---- Page excerpt

Award-winning loft extension in Highbury creates extra space and value

Loft extensions are practical and add value. They are also a huge design challenge that can display some ingenious ideas
Creating a loft extension is a fashionable London formula for finding extra space in a period house. It adds square footage, an extra room or two, and value. It is also a little bit, well, dull.

But when the architect Silvia Ullmayer, a director of Ullmayer Sylvester Architects, was called in to extend a one-bedroom flat at the top of a Victorian house in Highbury, north London, she decided to build an extension with a difference.

Building a loft extension
© All photographs by David Butler
The double-height living room is separated from the kitchen by a sliding door

The result is a Royal Institute of British Architects award-winning scheme which has managed to inject drama into what could have been a workaday project. There's a flexible, double height living space and galleried bedroom above, but the design doesn't lose touch with the fundamentals. So, space is still maximised, there's masses of storage, plenty of natural light, plus good insulation, and it's great for entertaining.

When Ullmayer first saw the property there was not much to like about it. For a start it was tiny. The minimum space standard for new-build, one-bedroom flats, as decreed by Mayor Boris Johnson, is currently 50 square metres. This property measured just 37sq m, into which were squeezed a narrow kitchen, compact living room and bedroom and windowless bathroom, all leading off a central corridor.

Ullmayer's client — an artist — bought the property in 1995 for £74,000. It was part of a converted house. The loft was accessible but did not technically belong to the flat, so the artist asked her neighbours if she could buy it and include it in her property. As the roof badly needed repairing because it was leaky, the deal was struck that she would pay to have it fixed in return for being able to take over the loft and extend her flat into it. And thanks to a recommendation from a friend, she found and hired Ullmayer to design the project.

"It was great to have the loft to work with to maximise the space but not necessarily maximising the number of rooms," said Ullmayer.

In 2009 she applied for planning permission for a reconfigured duplex flat with a super-size line of Velux windows embedded in the roofline above a new mezzanine floor in the attic space which slides back to let in air and light.

Building a loft extension
The stairs are clad in a grey lino, which is durable and inexpensive (left); the bedroom features built-in storage and a small work station (right)

This room is used as a bedroom. Downstairs, after ripping out every existing wall, Ullmayer moved the kitchen beneath the mezzanine. The kitchen is separated from the double height living room by a sliding wall and the owner can either open out the entire space into one big room, or keep the two rooms separate, as she chooses. A long, slim wet room was also planned in. Planning consent was given in 2010 and work began that November, completing at Easter 2011.

--------

> Required actions:
- 1) Answer these from the Highbury loft article:
(a) How much did the artist pay for the flat in 1995?
(b) What was the flat's size in square meters before the extension?
(c) What type of flooring covers the stairs?
- 2) Rewrite the paragraph of the Highbury loft article that begins "Ullmayer's client — an artist —" as a short bulleted list with its main facts.
- 3) List every year the Highbury loft article mentions, with what happened in each.

---- Dataset content

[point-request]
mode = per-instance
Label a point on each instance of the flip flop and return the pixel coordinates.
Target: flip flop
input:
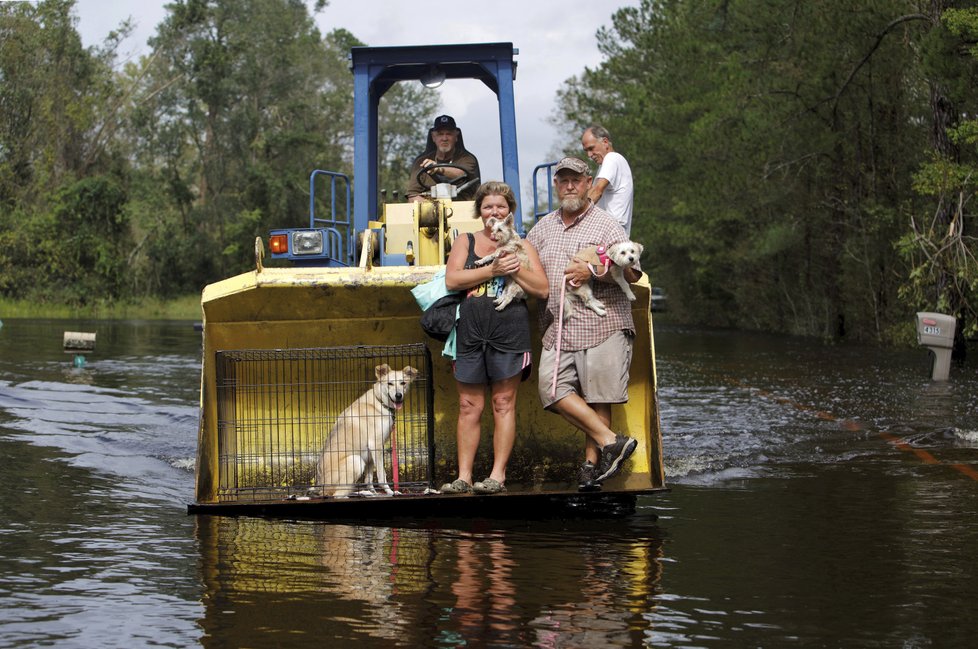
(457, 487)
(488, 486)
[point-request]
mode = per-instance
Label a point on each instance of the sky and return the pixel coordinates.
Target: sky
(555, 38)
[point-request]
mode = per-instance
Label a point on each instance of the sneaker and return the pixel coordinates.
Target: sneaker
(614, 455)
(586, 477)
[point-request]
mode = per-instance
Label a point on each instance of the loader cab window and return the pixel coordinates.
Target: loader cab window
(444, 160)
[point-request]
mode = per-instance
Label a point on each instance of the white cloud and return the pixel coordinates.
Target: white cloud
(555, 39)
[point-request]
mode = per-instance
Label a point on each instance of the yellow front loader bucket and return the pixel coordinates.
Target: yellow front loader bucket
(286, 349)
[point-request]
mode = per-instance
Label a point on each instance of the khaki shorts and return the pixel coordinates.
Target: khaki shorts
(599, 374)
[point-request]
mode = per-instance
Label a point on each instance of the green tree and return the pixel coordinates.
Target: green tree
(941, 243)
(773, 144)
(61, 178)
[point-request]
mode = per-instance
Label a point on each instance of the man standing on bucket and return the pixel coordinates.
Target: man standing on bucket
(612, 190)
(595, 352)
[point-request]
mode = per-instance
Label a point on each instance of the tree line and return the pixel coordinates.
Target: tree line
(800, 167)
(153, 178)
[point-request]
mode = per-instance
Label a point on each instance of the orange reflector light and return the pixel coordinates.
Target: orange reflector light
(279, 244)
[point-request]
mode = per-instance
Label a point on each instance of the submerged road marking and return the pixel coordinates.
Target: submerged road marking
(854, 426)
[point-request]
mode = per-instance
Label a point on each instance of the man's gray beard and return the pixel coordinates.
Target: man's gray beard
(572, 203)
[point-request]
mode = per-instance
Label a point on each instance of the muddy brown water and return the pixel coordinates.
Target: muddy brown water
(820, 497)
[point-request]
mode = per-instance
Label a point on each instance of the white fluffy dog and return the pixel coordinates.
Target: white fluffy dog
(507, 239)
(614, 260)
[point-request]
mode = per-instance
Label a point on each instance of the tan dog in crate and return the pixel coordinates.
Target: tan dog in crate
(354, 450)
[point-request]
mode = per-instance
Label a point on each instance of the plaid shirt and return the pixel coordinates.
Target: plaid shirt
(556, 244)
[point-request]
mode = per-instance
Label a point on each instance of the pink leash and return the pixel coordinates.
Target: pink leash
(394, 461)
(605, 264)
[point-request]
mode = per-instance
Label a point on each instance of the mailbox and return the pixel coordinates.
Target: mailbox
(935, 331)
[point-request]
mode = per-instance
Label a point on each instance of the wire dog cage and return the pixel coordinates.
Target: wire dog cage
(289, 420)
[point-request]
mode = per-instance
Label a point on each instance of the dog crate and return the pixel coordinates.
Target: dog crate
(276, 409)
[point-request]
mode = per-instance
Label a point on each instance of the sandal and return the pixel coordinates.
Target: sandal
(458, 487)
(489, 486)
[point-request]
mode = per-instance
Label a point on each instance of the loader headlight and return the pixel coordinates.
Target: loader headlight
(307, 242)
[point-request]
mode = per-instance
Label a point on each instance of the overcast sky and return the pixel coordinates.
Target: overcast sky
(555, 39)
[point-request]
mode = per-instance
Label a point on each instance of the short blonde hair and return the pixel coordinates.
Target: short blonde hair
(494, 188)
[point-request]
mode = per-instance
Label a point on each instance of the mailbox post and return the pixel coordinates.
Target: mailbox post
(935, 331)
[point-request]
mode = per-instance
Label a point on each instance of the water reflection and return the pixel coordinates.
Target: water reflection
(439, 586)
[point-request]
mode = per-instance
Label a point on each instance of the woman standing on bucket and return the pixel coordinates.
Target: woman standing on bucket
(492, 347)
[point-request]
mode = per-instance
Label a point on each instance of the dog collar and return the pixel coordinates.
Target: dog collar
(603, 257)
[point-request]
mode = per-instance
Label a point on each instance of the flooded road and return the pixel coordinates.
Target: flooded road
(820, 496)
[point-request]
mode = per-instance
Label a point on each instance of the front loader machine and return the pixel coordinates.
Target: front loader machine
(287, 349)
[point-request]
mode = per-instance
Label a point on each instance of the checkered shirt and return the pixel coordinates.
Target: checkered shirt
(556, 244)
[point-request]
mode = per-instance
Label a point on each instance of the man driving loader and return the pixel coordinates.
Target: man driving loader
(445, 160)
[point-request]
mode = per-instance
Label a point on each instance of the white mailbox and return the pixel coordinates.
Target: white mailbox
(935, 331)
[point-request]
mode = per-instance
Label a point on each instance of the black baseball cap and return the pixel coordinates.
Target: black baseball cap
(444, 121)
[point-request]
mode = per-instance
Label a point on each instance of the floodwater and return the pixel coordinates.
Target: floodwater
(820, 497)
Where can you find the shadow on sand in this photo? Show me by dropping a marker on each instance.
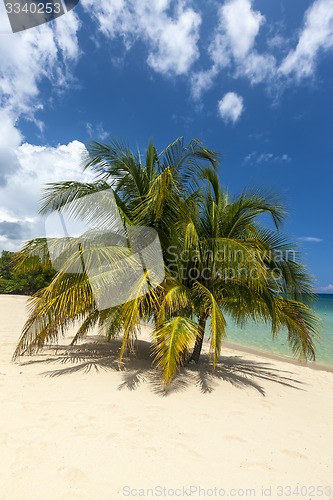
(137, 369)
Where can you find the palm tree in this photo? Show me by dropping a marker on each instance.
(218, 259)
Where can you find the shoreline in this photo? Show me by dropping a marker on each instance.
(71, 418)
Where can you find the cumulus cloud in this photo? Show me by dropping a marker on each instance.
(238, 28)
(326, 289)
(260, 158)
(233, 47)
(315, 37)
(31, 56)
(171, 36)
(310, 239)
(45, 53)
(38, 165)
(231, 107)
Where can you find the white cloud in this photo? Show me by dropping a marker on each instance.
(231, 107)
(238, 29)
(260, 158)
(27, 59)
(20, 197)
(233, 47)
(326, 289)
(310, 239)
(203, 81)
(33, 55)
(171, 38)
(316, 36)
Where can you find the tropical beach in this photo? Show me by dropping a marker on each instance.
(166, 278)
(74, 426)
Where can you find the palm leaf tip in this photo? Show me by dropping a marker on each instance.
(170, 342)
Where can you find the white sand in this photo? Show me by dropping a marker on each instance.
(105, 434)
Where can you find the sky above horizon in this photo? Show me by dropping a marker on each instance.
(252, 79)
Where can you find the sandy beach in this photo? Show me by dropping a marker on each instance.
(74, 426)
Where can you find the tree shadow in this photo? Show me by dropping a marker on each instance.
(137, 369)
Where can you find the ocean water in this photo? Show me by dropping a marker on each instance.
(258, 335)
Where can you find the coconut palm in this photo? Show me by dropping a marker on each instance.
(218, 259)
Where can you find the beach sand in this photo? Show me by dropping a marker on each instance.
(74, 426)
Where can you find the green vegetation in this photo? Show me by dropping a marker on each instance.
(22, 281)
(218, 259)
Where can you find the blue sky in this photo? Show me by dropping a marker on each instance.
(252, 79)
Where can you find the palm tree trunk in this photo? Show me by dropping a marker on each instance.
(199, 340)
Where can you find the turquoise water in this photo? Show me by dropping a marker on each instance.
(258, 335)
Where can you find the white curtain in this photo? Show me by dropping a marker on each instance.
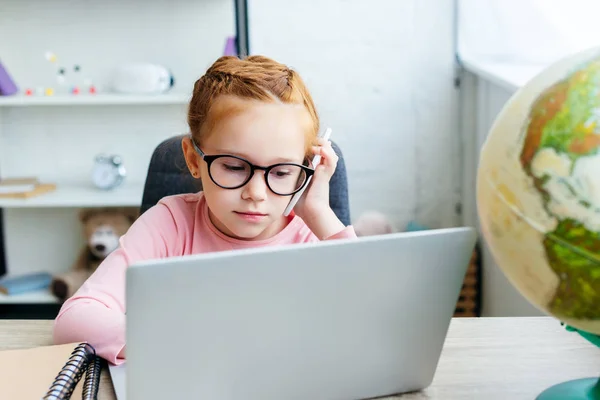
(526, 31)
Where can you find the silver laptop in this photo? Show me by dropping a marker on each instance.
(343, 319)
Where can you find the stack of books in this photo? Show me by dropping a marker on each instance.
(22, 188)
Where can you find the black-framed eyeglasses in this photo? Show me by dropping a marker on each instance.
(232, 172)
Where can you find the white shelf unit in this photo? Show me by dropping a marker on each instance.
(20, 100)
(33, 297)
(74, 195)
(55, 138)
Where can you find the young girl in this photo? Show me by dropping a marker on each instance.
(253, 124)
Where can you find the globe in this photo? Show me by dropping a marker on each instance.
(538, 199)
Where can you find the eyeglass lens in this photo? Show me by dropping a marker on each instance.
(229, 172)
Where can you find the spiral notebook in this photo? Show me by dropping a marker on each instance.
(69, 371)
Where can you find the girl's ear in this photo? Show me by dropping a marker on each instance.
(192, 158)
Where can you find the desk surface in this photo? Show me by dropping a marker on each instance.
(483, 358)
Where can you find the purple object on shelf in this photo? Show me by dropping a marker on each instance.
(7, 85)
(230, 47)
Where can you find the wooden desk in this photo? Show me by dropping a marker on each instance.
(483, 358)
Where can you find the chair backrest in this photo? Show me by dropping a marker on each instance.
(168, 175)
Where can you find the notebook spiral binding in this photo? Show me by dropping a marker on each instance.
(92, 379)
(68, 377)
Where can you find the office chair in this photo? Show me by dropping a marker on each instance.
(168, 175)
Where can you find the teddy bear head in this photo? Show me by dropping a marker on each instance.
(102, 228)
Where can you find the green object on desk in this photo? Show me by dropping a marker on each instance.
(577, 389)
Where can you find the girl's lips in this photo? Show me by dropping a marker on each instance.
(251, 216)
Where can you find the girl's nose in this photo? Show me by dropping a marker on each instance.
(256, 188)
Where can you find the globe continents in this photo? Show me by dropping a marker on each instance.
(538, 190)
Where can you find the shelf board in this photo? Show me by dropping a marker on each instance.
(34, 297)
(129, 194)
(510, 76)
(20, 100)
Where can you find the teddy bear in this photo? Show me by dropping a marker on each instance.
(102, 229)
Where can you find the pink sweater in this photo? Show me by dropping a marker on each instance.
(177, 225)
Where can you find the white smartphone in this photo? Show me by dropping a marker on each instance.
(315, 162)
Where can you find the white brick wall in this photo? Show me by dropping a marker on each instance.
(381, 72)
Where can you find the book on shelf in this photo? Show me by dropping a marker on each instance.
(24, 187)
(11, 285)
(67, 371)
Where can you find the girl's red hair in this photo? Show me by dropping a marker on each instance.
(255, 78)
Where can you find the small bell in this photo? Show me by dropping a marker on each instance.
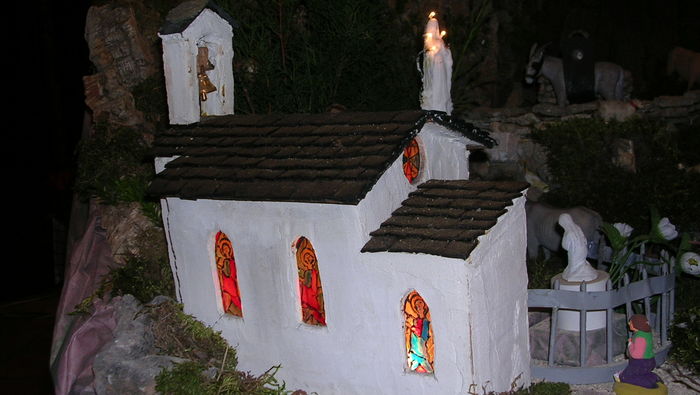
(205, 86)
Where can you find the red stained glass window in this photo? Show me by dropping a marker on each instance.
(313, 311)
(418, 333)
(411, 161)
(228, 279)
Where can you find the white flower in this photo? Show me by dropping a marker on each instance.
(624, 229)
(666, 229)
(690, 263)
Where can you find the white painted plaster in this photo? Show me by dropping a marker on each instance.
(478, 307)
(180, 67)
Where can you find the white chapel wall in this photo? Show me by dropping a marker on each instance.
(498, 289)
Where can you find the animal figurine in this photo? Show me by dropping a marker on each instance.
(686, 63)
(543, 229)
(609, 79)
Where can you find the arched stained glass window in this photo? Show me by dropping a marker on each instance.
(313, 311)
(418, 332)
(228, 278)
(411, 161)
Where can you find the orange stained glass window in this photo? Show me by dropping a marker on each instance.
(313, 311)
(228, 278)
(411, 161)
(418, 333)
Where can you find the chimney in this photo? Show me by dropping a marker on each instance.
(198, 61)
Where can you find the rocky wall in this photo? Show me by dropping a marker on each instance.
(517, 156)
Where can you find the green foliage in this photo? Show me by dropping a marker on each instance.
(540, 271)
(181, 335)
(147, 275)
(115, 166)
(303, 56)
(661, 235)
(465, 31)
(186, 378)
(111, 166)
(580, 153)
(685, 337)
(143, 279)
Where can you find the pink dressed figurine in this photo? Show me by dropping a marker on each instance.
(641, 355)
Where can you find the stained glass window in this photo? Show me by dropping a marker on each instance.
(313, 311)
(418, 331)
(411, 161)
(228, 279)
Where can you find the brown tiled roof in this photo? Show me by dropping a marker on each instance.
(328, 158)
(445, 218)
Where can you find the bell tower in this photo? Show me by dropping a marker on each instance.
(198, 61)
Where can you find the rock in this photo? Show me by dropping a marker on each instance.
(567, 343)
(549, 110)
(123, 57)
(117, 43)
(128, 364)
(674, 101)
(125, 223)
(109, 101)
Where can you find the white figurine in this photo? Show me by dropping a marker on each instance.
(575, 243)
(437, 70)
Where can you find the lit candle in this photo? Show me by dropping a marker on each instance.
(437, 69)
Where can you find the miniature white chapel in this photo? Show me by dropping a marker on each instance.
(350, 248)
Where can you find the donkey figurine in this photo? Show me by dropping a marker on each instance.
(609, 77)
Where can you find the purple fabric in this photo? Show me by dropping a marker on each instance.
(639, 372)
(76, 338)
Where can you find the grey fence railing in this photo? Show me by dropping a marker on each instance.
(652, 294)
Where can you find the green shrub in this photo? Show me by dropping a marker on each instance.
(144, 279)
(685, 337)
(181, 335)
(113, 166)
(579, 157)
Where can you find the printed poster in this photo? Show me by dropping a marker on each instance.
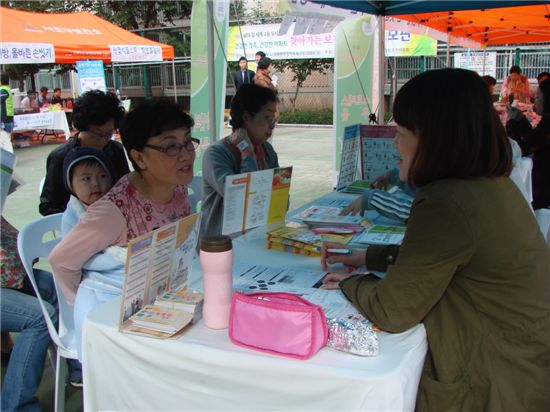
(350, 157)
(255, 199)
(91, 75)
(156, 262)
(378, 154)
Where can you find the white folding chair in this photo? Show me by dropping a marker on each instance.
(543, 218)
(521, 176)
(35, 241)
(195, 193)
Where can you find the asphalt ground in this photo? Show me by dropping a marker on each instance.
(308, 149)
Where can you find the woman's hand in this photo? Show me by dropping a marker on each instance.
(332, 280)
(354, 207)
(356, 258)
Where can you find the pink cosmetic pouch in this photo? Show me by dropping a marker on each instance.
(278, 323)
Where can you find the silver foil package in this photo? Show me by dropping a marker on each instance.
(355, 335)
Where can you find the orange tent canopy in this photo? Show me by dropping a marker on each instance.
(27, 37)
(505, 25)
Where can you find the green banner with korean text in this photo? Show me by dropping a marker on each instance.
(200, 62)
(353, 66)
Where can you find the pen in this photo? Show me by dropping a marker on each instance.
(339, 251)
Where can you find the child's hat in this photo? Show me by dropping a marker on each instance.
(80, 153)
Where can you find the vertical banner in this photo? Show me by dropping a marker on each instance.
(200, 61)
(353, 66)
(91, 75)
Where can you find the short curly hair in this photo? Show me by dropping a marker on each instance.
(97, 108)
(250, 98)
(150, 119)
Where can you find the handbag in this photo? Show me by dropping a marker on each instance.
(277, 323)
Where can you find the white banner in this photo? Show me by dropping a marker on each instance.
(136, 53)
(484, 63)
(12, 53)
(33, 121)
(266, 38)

--------

> Per-task answers:
- 1)
(a) £74,000
(b) 37 square meters
(c) Grey lino

- 2)
- The client, an artist, bought the flat in 1995 for £74,000.
- The flat was part of a converted house.
- The loft could be reached but did not belong to the flat, so she asked her neighbors if she could buy it.
- The roof leaked and needed repair. The deal was that she would pay to fix it in exchange for taking over the loft and extending into it.
- A friend recommended Ullmayer, and the artist hired her to design the project.

- 3)
- 1995: The artist bought the flat for £74,000.
- 2009: Ullmayer applied for planning permission.
- 2010: Planning consent was given, and work began that November.
- 2011: Work was completed at Easter.